### DOCUMENT SEGMENT

8

So, follwoing some job interviews I wanted to write a small program to check that i++ really is non-atomic in java, and that one should, in practice,add some locking to protect it. Turns out you should, but this is not the question here.

So I wrote this program here just to check it.

The thing is, it hangs. It seems that the main thread is stuck on on t1.join() line, even though both worker threads should finish because of the stop = true from previous line.

I found that the hanging stops if :

  • I add some printing inside the worker threads (as in the comments), probably causing the worker threads to sometime give up CPU or
  • If I mark the flag boolean stop as volatile, causing the write to immediately be seen by worker threads, or
  • If I mark the counter tas volatile... for this I have no idea what causes the un-hanging.

Can someone explain what's going on? why do I see the hang and why does it stop in those three cases?

public class Test {   

    static /* volatile */ long t = 0;
    static long[] counters = new long[2]; 
    static /* volatile */ boolean stop = false;

    static Object o = new Object();
    public static void main(String[] args) 
    {
        Thread t1 = createThread(0);
        Thread t2 = createThread(1);

        t1.start();
        t2.start();

        Thread.sleep(1000);

        stop = true;

        t1.join();
        t2.join();

        System.out.println("counter : " + t + " counters : " + counters[0] + ", " + counters[1]  + " (sum  : " + (counters[0] + counters[1]) + ")");

    }

    private static Thread createThread(final int i)
    {
        Thread thread = new Thread() { 
            public void run() {
                while (!stop)
                {
//                  synchronized (o) {                      
                        t++;
//                  }

//                  if (counters[i] % 1000000 == 0)
//                  {
//                      System.out.println(i + ")" + counters[i]); 
//                  }
                    counters[i]++;
                }
            }; 
        };
        return thread;
    }
}
Yossi Vainshtein
  • 3,845
  • 4
  • 23
  • 39

4 Answers4

8

It seems that the main thread is stuck on on t1.join() line, even though both worker threads should finish because of the stop = true from previous line.

In the absence of volatile, locking, or other safe publication mechanism, the JVM has no obligation to ever make stop = true visible to other threads. Specifically applied to your case, while your main thread sleeps for one second, the JIT compiler optimizes your while (!stop) hot loop into the equivalent of

if (!stop) {
    while (true) {
        ...
    }
}

This particular optimization is known as "hoisting" of the read action out of the loop.

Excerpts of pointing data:

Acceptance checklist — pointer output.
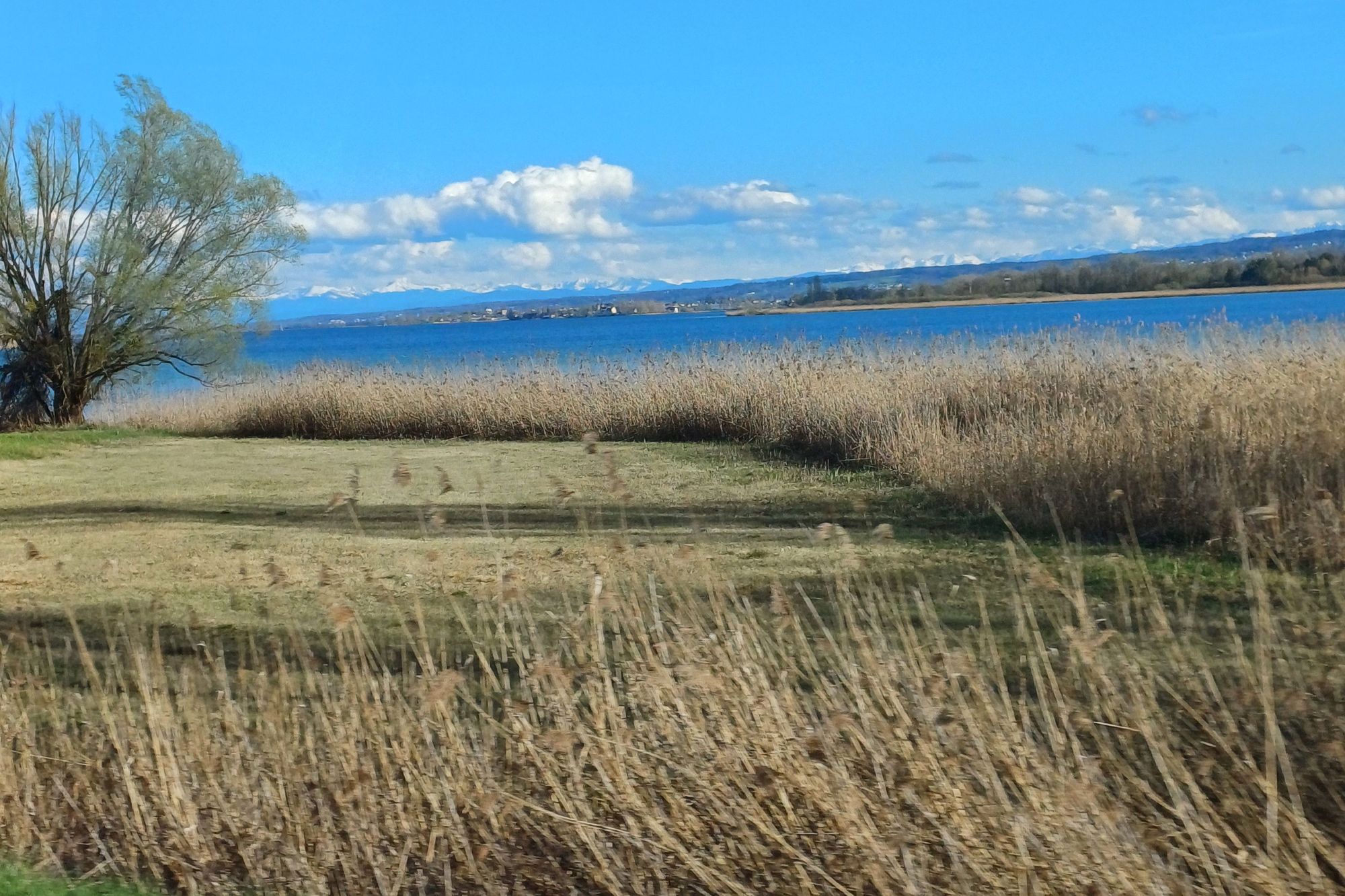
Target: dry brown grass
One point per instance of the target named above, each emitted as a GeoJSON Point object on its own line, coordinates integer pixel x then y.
{"type": "Point", "coordinates": [652, 737]}
{"type": "Point", "coordinates": [1172, 430]}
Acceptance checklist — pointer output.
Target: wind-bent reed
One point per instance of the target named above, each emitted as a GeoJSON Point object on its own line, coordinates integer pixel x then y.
{"type": "Point", "coordinates": [1172, 427]}
{"type": "Point", "coordinates": [646, 737]}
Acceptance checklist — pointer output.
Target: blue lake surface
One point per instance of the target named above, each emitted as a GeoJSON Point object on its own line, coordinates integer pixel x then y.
{"type": "Point", "coordinates": [636, 335]}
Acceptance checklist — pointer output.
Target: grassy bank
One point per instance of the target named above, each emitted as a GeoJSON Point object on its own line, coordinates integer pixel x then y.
{"type": "Point", "coordinates": [1165, 434]}
{"type": "Point", "coordinates": [244, 534]}
{"type": "Point", "coordinates": [665, 728]}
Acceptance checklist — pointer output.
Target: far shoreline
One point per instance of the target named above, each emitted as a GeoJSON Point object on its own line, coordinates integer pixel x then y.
{"type": "Point", "coordinates": [1038, 300]}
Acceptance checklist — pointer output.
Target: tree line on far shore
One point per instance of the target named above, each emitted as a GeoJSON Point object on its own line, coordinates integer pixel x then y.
{"type": "Point", "coordinates": [1113, 275]}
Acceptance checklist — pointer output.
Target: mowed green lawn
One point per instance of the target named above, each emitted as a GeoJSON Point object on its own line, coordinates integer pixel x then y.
{"type": "Point", "coordinates": [15, 881]}
{"type": "Point", "coordinates": [237, 533]}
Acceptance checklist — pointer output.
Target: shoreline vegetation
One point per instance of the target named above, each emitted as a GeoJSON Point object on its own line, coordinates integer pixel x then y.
{"type": "Point", "coordinates": [1069, 427]}
{"type": "Point", "coordinates": [1036, 299]}
{"type": "Point", "coordinates": [1114, 278]}
{"type": "Point", "coordinates": [1152, 700]}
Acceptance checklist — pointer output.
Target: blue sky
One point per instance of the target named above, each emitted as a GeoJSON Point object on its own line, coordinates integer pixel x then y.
{"type": "Point", "coordinates": [482, 145]}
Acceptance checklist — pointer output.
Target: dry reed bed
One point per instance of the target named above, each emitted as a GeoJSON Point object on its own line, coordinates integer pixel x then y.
{"type": "Point", "coordinates": [1175, 427]}
{"type": "Point", "coordinates": [673, 741]}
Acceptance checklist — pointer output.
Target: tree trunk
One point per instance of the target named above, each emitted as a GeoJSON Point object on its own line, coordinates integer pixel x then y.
{"type": "Point", "coordinates": [68, 404]}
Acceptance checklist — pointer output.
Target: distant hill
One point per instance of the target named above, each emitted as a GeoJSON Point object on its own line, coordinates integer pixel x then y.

### PROBLEM DESCRIPTION
Write the next part of the forum thread about the Java counter program that hangs on t1.join(), starting right after its final sentence.

### EXERCISE OUTPUT
I found that the hanging stops if :

  • I add some printing inside the worker threads (as in the comments), probably causing the worker threads to sometime give up CPU

No, it's because PrintStream::println is a synchronized method. All known JVMs will emit a memory fence at the CPU level to ensure the semantics of an "acquire" action (in this case, lock acquisition), and this will force a reload of the stop variable. This is not required by specification, just an implementation choice.

  • If I mark the flag boolean stop as volatile, causing the write to immediately be seen by worker threads

The specification actually has no wall clock-time requirements on when a volatile write must become visible to other threads, but in practice it is understood that it must become visible "very soon". So this change is the correct way to ensure that the write to stop is safely published to, and subsequently observed by, other threads reading it.

  • If I mark the counter t as volatile... for this I have no idea what causes the un-hanging.

These are again the indirect effects of what the JVM does to ensure the semantics of a volatile read, which is another kind of a "acquire" inter-thread action.

In summary, except for the change making stop a volatile variable, your program switches from hanging forever to completing due to the accidental side-effects of the underlying JVM implementation, which for simplicity does some more flushing/invalidation of thread-local state than required by the specification.

Community
  • 1
  • 1
Marko Topolnik
  • 195,646
  • 29
  • 319
  • 436
  • Great answer, Marko! I found your comment from below particularly interesting, could you add it in as part of the answer? "much more importantly, a volatile operation inside the loop prevents the optimization that hoists the read of stop outside the loop" – Andrew Williamson Apr 03 '17 at 19:27
  • It's already there, I added the term "hoisting" to connect it to the existing material. – Marko Topolnik Apr 03 '17 at 19:34
  • Oh my bad, missed that :D – Andrew Williamson Apr 03 '17 at 19:39
  • @Marko Thanks for the great answer. It's full, clear and very informative. Can you give some links for further reading? And what is a "memory fence"? Thanks again! – Yossi Vainshtein Apr 03 '17 at 20:29
  • @YossiVainshtein Hm, i guess the stereotype "read JCIP" works for me too. A memory fence is a concept of CPU architectures, you'd better google it out. There's not enough space here to give it justice. – Marko Topolnik Apr 03 '17 at 20:33
2

Those might be the possible reasons :

If you are interested in digging deeper into the topic then I would suggest to go over "Java Concurrency in Practice by Brian Goetz" book.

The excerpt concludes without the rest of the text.